*短い練習 A*.
下の一覧で、「Please tag every instance of the chair」を含む行から一覧の最後の行までを、そのまま書き写してください。

*ページの抜粋*.
=====

もしジブリ作品がサブスクリプション型動画配信サービス(SVOD)で常時視聴可能になれば、「金曜ロードショー」で放送される際の「特別感」や「希少価値」が薄れてしまうのではないか、という懸念があったと考えられます。テレビ局にとって、高視聴率コンテンツの価値を維持することは重要な経営判断の一つです。
理由2:劇場体験と物理メディア(DVD/Blu-ray)販売の重視
スタジオジブリ、特に創設者の一人である宮崎駿監督は、「映画はまず映画館で見てほしい」という強い哲学を持っていることで知られています。作品が持つ映像美や音響の迫力を最大限に楽しむためには、劇場での鑑賞体験が最も重要であるという考え方です。

=====

*元データ*.

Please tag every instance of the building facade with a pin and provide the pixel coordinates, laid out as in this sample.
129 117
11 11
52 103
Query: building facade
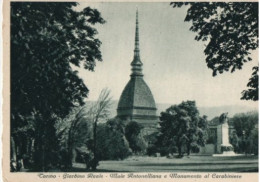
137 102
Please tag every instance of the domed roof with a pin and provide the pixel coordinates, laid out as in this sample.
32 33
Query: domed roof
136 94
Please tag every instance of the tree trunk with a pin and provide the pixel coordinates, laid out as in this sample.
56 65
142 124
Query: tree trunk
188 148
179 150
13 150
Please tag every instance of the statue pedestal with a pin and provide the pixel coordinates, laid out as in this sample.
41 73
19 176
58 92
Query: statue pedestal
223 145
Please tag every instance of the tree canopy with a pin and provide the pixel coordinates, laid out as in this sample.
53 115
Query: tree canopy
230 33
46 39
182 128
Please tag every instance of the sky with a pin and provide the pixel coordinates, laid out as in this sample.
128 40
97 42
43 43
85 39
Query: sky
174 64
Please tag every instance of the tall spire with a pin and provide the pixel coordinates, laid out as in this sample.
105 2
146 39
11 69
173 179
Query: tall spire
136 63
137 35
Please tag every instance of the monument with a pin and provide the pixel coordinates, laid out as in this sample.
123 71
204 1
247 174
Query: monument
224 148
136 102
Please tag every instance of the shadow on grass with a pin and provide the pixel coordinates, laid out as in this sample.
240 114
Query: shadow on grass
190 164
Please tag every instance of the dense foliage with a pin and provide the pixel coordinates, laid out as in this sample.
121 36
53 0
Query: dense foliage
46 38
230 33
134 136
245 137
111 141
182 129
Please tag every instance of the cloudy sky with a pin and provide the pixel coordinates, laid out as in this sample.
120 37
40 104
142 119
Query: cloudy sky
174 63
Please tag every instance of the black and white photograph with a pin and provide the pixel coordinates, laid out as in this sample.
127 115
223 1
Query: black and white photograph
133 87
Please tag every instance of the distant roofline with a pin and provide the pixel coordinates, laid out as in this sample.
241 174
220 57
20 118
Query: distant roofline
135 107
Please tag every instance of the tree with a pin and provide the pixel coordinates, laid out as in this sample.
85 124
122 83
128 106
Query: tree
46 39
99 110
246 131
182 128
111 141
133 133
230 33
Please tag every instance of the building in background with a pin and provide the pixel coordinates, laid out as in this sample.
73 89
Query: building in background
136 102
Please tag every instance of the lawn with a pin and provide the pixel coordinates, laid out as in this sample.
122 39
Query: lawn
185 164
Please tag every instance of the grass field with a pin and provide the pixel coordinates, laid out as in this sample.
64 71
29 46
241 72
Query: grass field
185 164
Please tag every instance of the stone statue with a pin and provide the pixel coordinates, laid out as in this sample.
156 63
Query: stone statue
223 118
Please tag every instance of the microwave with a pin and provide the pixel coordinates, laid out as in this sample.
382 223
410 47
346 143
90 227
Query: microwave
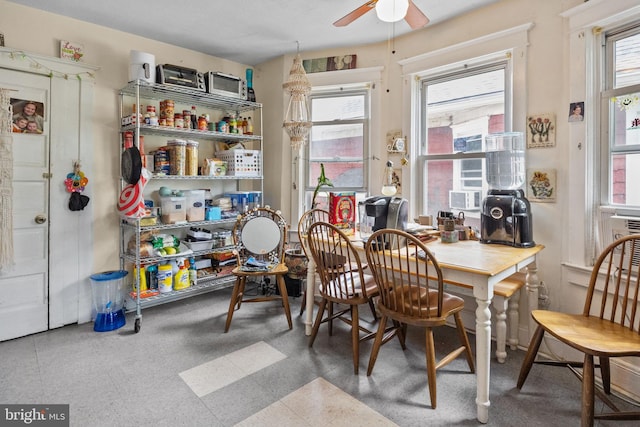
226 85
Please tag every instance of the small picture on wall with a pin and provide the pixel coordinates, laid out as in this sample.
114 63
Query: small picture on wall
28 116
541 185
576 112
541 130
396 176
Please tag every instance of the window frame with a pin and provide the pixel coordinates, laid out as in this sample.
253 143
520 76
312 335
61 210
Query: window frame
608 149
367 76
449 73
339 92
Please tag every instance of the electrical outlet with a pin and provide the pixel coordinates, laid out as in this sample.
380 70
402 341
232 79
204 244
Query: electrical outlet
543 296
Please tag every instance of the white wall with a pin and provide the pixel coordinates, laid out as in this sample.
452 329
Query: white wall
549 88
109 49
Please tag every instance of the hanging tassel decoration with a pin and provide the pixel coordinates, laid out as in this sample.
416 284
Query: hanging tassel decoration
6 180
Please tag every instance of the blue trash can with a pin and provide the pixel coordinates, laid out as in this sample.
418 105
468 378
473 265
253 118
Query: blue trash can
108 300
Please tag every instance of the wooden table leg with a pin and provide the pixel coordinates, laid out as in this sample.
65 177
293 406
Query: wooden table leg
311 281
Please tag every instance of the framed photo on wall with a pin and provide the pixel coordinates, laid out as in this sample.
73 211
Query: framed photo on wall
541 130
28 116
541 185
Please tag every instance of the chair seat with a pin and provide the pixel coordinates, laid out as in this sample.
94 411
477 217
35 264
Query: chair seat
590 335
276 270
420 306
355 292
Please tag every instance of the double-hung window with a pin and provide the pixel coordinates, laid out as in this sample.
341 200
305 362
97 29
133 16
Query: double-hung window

=====

*短い練習 B*.
ジブリについての文章によると、宮崎駿監督はどんな考えを強く持っていることで知られていますか。

*正しい答え A*.
Please tag every instance of the chair seat with a pin and provide the pixel coordinates, laid out as in this sample.
94 411
477 217
35 264
Query: chair seat
590 335
276 270
420 306
355 292
Please tag every instance of the double-hung window with a pin and provide the pixel coordinates, laid out as in this sample.
341 200
305 362
97 29
133 16
Query: double-hung window

*正しい答え B*.
「映画はまず映画館で見てほしい」という考えです。